* **EXERCISE DIRECTIONS**: Copy down all of the data underneath, exactly as shown.

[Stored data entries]
***

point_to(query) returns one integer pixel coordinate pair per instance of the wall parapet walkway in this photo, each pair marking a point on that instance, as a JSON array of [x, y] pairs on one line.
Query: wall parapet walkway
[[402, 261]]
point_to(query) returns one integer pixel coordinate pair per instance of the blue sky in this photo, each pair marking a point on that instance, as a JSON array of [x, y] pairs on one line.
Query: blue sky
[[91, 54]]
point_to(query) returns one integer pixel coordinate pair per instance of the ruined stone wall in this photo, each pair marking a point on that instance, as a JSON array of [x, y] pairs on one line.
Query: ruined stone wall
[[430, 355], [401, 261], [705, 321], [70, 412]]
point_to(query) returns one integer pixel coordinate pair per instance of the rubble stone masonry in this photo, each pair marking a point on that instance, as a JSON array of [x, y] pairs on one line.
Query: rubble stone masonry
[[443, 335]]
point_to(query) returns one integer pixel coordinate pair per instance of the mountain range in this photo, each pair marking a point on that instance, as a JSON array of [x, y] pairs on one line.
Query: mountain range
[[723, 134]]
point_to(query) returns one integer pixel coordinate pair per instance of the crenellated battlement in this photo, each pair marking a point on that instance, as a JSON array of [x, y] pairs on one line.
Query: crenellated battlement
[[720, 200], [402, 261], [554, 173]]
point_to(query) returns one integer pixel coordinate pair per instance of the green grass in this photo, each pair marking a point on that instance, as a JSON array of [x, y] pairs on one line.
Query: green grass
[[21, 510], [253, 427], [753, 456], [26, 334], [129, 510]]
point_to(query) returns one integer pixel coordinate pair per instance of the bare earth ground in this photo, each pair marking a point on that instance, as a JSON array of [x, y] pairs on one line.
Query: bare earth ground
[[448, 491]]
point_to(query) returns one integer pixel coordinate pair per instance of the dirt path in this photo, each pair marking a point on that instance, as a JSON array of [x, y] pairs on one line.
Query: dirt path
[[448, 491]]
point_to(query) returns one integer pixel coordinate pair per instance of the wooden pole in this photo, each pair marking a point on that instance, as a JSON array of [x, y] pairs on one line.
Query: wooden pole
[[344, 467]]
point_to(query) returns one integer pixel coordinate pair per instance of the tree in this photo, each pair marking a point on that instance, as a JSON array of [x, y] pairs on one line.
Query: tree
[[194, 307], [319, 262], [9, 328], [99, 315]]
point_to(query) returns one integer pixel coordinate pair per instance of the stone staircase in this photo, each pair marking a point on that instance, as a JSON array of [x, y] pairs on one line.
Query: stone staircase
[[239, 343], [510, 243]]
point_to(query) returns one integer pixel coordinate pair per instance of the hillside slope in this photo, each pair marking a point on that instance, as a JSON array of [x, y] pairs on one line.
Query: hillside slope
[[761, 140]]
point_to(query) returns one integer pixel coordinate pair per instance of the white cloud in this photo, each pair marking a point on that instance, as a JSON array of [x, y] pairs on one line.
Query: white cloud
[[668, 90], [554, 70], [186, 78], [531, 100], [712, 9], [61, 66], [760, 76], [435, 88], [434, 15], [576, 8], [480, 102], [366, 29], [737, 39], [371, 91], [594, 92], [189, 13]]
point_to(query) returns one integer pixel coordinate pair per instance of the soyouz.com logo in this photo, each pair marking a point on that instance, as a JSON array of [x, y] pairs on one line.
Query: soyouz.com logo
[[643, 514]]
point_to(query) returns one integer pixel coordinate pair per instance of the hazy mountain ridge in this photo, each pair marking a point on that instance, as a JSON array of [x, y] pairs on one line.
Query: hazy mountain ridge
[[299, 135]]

***

* **EXERCISE RESPONSE**:
point_to(query) returns one integer pixel coordinate pair per instance of the wall parapet walkway in this photo, each pair marking a point on that instance, as a JSON array of [x, y] pairs on one line.
Query: wall parapet walkway
[[402, 261]]
point_to(query) returns one integer pixel coordinate pair per instance of the blue sky in this photo, each pair marking a point on that instance, as a JSON array of [x, y] pairs on one line.
Query: blue sky
[[91, 54]]
point_to(query) returns one integer pixel coordinate pair per instance of the ruined stone wall in this photo, each pair marking a point on that instance, as a JSON array of [x, y] pairs on one line.
Query: ruined stone wall
[[430, 355], [401, 261], [705, 321], [70, 412]]
point_to(query) returns one integer pixel coordinate pair per instance of the rubble stone masonry in this photo, each pair marking a point on that instance, as a JSON array of [x, y] pairs on one line.
Query: rubble stone masonry
[[443, 335]]
point_to(query) returns one integer pixel coordinate pair per instance of the mountain range in this photo, each pair marking a point on that instance, as a JSON array of [x, y] pairs on one line.
Query: mountain range
[[723, 134]]
point_to(query) returns one integer pixel coordinate pair per instance of the crenellated battlement in this photo, each pair marking a point on that instance, as a JSON array of [x, y] pairs on one line.
Query: crenellated battlement
[[720, 200], [402, 261], [554, 173]]
point_to(query) returns one integer pixel coordinate pair per instance of the green grass in this photo, each pair marking a point on that instance, as a JSON array of [x, y] pairs on one line.
Query: green grass
[[21, 510], [253, 427], [753, 456], [26, 334], [129, 510]]
point_to(query) returns one integer pixel coordinate pair per instance of the bare earth ground in this photo, each pair marking a point on that instance, as a JSON array of [x, y] pairs on one line.
Query: bare earth ground
[[448, 491]]
point_to(query) returns one integer pixel coordinate pair per instance of the dirt path in this photo, each pair marking a point on that instance, as a JSON array of [x, y] pairs on one line.
Query: dirt path
[[448, 491]]
point_to(query) returns one integer pixel coordinate pair per instance of the wooden pole in this photo, each pair marking a point on that instance, as a JSON array of [x, y] pairs on one line.
Query: wooden pole
[[344, 467]]
point_to(query) returns one integer pixel coordinate pair per instance of the tree in this photo, each pair marking a point on that instance, as a JSON array of [x, y] pairs on one line.
Query: tree
[[194, 307], [319, 262], [9, 328], [99, 315]]
point_to(query) returns one integer pixel coordinate pair per instance of the stone staircase in this photo, each pair marking a point on that instance, as a JSON array of [x, y] pairs on one line.
Query: stone staircase
[[239, 343], [510, 243]]
point_to(query) returns one integer pixel coordinate pair per instance of the hillside slope in this photo, each pair marking a point on that instance, as a JSON array of [x, y] pairs on one line.
Query: hillside slope
[[761, 140]]
point_to(query) returns one integer pixel coordinate pair per instance of the white cloud in this photo, each pair marking a point on that instance, as a JSON array of [x, y] pairs on one line.
Query: white cloud
[[668, 90], [554, 70], [186, 78], [531, 100], [712, 9], [61, 66], [760, 76], [435, 88], [434, 15], [576, 8], [480, 102], [366, 29], [737, 39], [371, 91], [594, 92], [189, 13]]
point_to(query) returns one integer pixel coordinate pair per instance of the soyouz.com logo in this photo, each pair marking a point on that instance, as a JSON array of [x, y] pairs on one line.
Query: soyouz.com logo
[[643, 514]]
point_to(query) returns one integer pixel coordinate pair per instance of the hazy mountain ridge in this photo, each pair marking a point on that instance, as a JSON array of [x, y] pairs on one line.
Query: hazy mountain ridge
[[299, 135]]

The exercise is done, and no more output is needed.